EXERCISE DATA.
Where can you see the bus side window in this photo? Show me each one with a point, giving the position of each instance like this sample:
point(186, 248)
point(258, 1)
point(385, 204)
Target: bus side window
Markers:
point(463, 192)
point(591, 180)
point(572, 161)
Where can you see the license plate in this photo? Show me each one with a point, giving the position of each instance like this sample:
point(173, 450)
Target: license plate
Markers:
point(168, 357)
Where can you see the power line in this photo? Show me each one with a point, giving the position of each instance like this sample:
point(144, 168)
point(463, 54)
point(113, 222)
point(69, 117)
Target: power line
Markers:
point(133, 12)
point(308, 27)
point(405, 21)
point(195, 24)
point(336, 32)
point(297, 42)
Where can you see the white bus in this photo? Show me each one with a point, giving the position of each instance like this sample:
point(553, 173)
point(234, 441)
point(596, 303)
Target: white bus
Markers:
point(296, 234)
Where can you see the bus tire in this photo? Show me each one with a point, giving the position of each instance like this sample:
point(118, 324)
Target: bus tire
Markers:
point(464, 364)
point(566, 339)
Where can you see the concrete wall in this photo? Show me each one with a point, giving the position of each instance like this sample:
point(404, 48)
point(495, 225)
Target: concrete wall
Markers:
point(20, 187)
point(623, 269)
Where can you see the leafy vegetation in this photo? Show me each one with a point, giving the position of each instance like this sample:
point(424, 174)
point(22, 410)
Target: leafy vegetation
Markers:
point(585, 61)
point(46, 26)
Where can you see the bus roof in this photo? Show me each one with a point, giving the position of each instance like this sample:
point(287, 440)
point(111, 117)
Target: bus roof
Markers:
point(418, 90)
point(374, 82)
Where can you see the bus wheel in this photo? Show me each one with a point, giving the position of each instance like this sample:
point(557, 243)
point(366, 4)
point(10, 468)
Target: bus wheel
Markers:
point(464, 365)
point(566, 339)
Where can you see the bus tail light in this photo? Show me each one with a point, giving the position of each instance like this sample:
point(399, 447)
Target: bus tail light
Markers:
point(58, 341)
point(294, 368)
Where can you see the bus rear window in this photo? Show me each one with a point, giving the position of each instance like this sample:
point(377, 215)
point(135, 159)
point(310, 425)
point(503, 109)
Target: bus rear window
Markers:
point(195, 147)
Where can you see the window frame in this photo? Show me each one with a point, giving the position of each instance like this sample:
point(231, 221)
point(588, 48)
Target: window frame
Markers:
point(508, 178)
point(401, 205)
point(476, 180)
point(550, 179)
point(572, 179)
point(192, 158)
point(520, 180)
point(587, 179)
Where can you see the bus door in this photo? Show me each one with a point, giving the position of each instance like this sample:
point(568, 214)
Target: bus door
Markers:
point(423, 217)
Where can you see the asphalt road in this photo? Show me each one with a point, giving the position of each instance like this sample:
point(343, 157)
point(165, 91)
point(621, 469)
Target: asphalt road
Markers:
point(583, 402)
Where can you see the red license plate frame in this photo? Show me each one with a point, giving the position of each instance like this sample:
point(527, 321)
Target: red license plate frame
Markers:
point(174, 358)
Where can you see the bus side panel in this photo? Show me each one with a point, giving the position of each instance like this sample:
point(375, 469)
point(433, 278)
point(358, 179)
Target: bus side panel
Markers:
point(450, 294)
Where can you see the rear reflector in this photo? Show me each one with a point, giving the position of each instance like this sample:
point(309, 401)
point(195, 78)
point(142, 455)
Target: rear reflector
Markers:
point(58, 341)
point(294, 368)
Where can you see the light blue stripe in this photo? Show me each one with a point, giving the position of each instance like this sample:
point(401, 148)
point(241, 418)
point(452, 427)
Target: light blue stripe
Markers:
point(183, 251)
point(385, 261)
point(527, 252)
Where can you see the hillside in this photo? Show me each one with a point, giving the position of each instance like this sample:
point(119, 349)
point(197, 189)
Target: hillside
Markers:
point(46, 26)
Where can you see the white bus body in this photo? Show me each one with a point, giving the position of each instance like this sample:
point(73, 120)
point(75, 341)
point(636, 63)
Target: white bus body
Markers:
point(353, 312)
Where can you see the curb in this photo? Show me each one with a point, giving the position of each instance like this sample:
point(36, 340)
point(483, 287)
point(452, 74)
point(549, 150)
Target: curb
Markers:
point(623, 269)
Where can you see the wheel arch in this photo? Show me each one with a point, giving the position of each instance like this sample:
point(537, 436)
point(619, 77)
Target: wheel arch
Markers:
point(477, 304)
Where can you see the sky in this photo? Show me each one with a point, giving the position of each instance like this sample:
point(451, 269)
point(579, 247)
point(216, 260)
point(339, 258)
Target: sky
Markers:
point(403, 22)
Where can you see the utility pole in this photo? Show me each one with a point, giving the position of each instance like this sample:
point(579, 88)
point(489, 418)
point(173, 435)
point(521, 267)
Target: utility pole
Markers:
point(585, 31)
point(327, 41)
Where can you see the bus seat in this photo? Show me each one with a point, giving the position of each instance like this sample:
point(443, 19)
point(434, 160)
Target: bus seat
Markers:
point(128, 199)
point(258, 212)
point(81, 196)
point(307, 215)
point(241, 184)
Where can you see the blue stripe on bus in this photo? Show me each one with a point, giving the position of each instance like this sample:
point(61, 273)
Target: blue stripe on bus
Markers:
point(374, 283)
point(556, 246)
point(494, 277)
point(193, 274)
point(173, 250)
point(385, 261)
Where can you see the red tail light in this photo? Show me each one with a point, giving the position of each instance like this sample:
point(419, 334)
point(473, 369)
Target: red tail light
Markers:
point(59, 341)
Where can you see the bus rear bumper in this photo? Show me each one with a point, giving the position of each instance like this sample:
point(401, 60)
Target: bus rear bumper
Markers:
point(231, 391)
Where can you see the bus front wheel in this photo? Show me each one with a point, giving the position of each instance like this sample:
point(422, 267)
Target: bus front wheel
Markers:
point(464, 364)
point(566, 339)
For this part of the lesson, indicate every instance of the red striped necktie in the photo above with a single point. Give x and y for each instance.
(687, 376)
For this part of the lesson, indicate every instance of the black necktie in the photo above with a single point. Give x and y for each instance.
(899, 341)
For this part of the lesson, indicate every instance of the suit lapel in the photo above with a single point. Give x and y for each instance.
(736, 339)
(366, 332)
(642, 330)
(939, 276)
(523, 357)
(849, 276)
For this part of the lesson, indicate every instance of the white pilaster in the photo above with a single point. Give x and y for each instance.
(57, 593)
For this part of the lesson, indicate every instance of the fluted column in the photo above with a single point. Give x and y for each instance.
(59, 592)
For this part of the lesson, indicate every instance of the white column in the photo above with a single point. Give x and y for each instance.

WHAT YOU NEED TO DO. Reproduce all of the entries above with every "instance" changed to "occurrence" and everything else left as it is.

SOLUTION BELOW.
Where can you see the bus side window in this photo? Show me each one with a point, giving the position of each occurrence like this sample:
point(186, 248)
point(258, 1)
point(385, 204)
Target: bus side window
Markers:
point(463, 192)
point(591, 180)
point(572, 161)
Where can you see the license plate in this photo? Show me each one with a point, giving the position of each occurrence like this sample:
point(173, 450)
Target: license plate
Markers:
point(168, 357)
Where can you see the power line in this photo? Show me each one with a point, giving the position of each occurrence like this sample:
point(144, 168)
point(463, 54)
point(113, 222)
point(69, 117)
Target: power line
Markers:
point(133, 12)
point(308, 27)
point(405, 21)
point(195, 24)
point(336, 32)
point(297, 42)
Where can you see the white bus in this photo? Show me each one with a point, giving the position of each occurrence like this sample:
point(553, 173)
point(234, 441)
point(596, 303)
Target: white bus
Markers:
point(296, 234)
Where can you see the bus tire in this photo? Show me each one with a point, giving the position of each occurrence like this sample:
point(118, 324)
Target: bus tire
Markers:
point(464, 364)
point(566, 339)
Where can you see the concrete wall in this photo? Show me each one with a point, giving the position of each occurrence like this sample:
point(404, 48)
point(495, 225)
Target: concrete wall
Markers:
point(20, 187)
point(623, 269)
Where can you see the leafy vegetation in this photo? Show me each one with a point, giving the position of each occurrence like this sample:
point(424, 174)
point(22, 410)
Target: leafy vegetation
Markers:
point(585, 61)
point(46, 26)
Where can you see the bus roof in this photo? Show me each one with a point, giving the position of each occurrence like this sample:
point(287, 440)
point(111, 117)
Target: bus roof
Markers:
point(418, 90)
point(374, 82)
Where can you see the bus wheel in this photo? Show me each one with a point, giving the position of each occurrence like this sample:
point(557, 243)
point(366, 4)
point(10, 468)
Target: bus wheel
Markers:
point(464, 365)
point(566, 339)
Where can you see the bus tail light in this photo? Show me each one with a point, giving the position of each occurrence like this sample:
point(399, 447)
Target: bus tail light
Markers:
point(58, 341)
point(294, 368)
Where can you see the bus rear window in this photo? Show me each one with a point, giving the position of each occurrence like this sample:
point(377, 215)
point(135, 159)
point(310, 425)
point(503, 109)
Target: bus rear window
Markers:
point(195, 147)
Where can you see the window frame in this photo? Show me each one with a point, giving the position of each occurrence like this sample:
point(231, 221)
point(588, 48)
Target: window frame
Markers:
point(508, 178)
point(401, 205)
point(476, 180)
point(550, 179)
point(572, 179)
point(192, 158)
point(520, 180)
point(587, 179)
Where can you see the bus door in this photo? Show me each one with a point, giving the position of each occurrence like this sample:
point(568, 214)
Target: bus door
Markers:
point(423, 217)
Where can you see the asphalt road in this photo? Show me each one with a point, giving the position of each occurrence like this sample:
point(343, 157)
point(165, 91)
point(621, 469)
Target: asphalt road
Markers:
point(583, 402)
Where can you see the red license plate frame in this photo? Show me each one with a point, giving the position of each occurrence like this sample:
point(527, 321)
Target: red license plate frame
Markers:
point(174, 358)
Where can you see the bus side panel in this photo? Show me each one with a point, giving the position of each occurrence like this sample:
point(375, 469)
point(433, 278)
point(358, 179)
Target: bus side panel
Markers:
point(450, 294)
Where can you see the rear reflector in this photo? Show me each one with a point, giving the position of each occurrence like this sample:
point(309, 401)
point(195, 78)
point(142, 455)
Target: rear reflector
Markers:
point(58, 341)
point(294, 368)
Where can you see the light blue stripe in this photo? Show me each one with a point, giving the position of each occurrence like this sample:
point(401, 148)
point(241, 418)
point(452, 427)
Target: light blue stripe
Markers:
point(183, 251)
point(385, 261)
point(527, 252)
Where can you see the hillside in this photo? Show me each one with a point, giving the position of each occurrence like this sample:
point(119, 349)
point(197, 189)
Target: hillside
Markers:
point(46, 26)
Where can you see the white bus body in this photo? Show me each one with a point, giving the position of each occurrence like this sample:
point(73, 120)
point(75, 341)
point(636, 63)
Target: white bus body
Markers:
point(353, 312)
Where can you see the curb in this photo? Show me each one with a point, giving the position of each occurrence like this sample:
point(36, 340)
point(483, 287)
point(452, 74)
point(549, 150)
Target: curb
Markers:
point(623, 269)
Where can you see the wheel arch in this photo? Show me each one with a point, giving the position of each occurrence like this sample:
point(537, 436)
point(619, 77)
Target: wheel arch
Markers:
point(477, 304)
Where can you see the sky in this photo? Show me each one with a point, giving the position of each occurrence like this sample:
point(451, 269)
point(579, 247)
point(216, 260)
point(339, 258)
Target: sky
Markers:
point(403, 22)
Where can you see the utility pole in this photo? Show me each one with a point, giving the position of each occurrence like this sample:
point(579, 88)
point(489, 418)
point(173, 435)
point(521, 267)
Target: utility pole
Markers:
point(585, 31)
point(327, 41)
Where can you see the bus seat in this photo? Show me each one with a point, giving the position of each occurrence like this sample:
point(443, 19)
point(434, 160)
Target: bus seat
Markers:
point(128, 199)
point(258, 212)
point(81, 196)
point(307, 215)
point(241, 184)
Where can you see the blue stripe on bus in this photo? Show me each one with a point, giving the position of each occurrence like this sample:
point(61, 273)
Target: blue stripe on bus
Markers:
point(374, 283)
point(556, 246)
point(494, 277)
point(193, 274)
point(173, 250)
point(385, 261)
Where can you see the red tail light in this photo? Show me each one with a point, giving the position of each occurrence like this sample:
point(419, 334)
point(473, 369)
Target: red tail light
Markers:
point(59, 341)
Where can you see the bus rear bumper in this photo? Show me each one with a point, giving the position of each occurrence like this sample:
point(401, 60)
Target: bus rear bumper
Markers:
point(231, 391)
Where can you see the bus front wheel in this photo? Show me each one with a point, giving the position of each occurrence like this sample:
point(422, 267)
Target: bus front wheel
Markers:
point(464, 364)
point(566, 339)
For this part of the lesson, indicate every occurrence of the red striped necktie in the photo above with a single point. Give x and y for each occurrence.
(687, 376)
For this part of the lesson, indicate every occurrence of the black necktie in the photo above with a single point. Give x and y for each occurrence.
(899, 341)
For this part of the lesson, indicate every occurrence of the suit lapel in the photo above with a single point. Give x and y for each occurrence.
(736, 339)
(366, 332)
(642, 330)
(939, 276)
(523, 357)
(849, 276)
For this part of the lesson, indicate every occurrence of the white pilaster in the photo above with a single point. Give x and y for each occurrence.
(57, 593)
For this part of the lesson, indicate every occurrence of the fluted column in the photo above with a single point. Give x and y for each occurrence.
(59, 592)
For this part of the lesson, indicate every occurrence of the white column in the photo above with a single point. Give x and y for each occurrence.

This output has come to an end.